WHAT IS ASKED
Reproduce the entries below, changing every "expected pair shape" to "expected point format" and keeping everything else the same.
━━━ TASK INPUT
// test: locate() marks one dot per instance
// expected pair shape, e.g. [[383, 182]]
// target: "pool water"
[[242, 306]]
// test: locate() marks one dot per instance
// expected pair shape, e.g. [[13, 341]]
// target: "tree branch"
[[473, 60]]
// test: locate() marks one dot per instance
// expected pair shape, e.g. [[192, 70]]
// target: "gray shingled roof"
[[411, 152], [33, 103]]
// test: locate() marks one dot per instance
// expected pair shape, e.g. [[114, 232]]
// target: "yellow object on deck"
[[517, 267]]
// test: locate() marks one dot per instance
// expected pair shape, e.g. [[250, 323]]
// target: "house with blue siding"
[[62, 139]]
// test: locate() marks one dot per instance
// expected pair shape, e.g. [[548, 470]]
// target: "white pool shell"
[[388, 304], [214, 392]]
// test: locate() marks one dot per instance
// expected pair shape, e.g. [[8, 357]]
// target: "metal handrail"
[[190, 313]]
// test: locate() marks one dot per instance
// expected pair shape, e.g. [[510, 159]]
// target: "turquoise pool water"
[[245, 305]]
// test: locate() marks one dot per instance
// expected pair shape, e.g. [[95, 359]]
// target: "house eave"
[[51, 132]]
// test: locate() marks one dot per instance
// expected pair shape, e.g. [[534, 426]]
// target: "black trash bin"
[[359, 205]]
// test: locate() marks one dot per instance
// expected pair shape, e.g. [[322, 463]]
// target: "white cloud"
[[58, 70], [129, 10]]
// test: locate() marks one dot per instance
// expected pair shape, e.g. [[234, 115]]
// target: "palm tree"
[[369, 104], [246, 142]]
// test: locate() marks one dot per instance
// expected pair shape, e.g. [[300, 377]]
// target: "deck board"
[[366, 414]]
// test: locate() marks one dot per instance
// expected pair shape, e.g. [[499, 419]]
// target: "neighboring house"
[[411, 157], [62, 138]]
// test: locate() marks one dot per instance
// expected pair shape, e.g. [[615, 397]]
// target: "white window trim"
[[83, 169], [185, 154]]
━━━━━━
TASK OUTPUT
// test: locate() marks one dot per instance
// expected point format, e.g. [[383, 182]]
// target: "pool water"
[[242, 306]]
// test: locate() marks one dot per instance
// expected point format, e.g. [[13, 341]]
// target: "tree branch"
[[473, 60]]
// test: locate() marks one dot per instance
// expected point format, e.g. [[192, 70]]
// target: "gray shingled roof"
[[411, 152], [33, 103]]
// test: locate() marks one dot per instance
// expected point format, e.g. [[114, 232]]
// target: "yellow object on deck"
[[517, 267]]
// test: locate() marks one dot per instance
// expected point format, e.g. [[250, 323]]
// target: "house with blue siding"
[[62, 139]]
// test: locate() marks one dot per instance
// expected point format, e.g. [[548, 470]]
// target: "white pool shell"
[[388, 304], [214, 392]]
// test: locate() marks one dot per instance
// expected point format, e.g. [[8, 357]]
// target: "metal handrail"
[[190, 313]]
// test: locate() marks one dot per instance
// expected point format, e.g. [[510, 159]]
// target: "turquoise pool water"
[[245, 305]]
// test: locate() marks one dot per instance
// expected point format, e.g. [[95, 359]]
// target: "house eave"
[[51, 132]]
// test: locate() marks one dot per instance
// expected point format, e.g. [[534, 426]]
// target: "black trash bin"
[[359, 205]]
// test: locate() marks one dot per instance
// expected point format, e.g. [[322, 463]]
// target: "white cloud"
[[58, 70], [129, 10]]
// test: locate() marks one dot per instance
// expected point format, e.g. [[234, 115]]
// target: "palm tree"
[[369, 104], [246, 142]]
// test: locate() marks one dot per instance
// expected point format, e.g. [[300, 377]]
// target: "deck board"
[[366, 414]]
// test: locate() marks one dot per instance
// expected point format, e.g. [[499, 419]]
// target: "neighboring house"
[[411, 157], [62, 138]]
// test: locate() marks one dot per instance
// expected point format, e.g. [[615, 397]]
// target: "white window trim"
[[83, 169], [185, 154]]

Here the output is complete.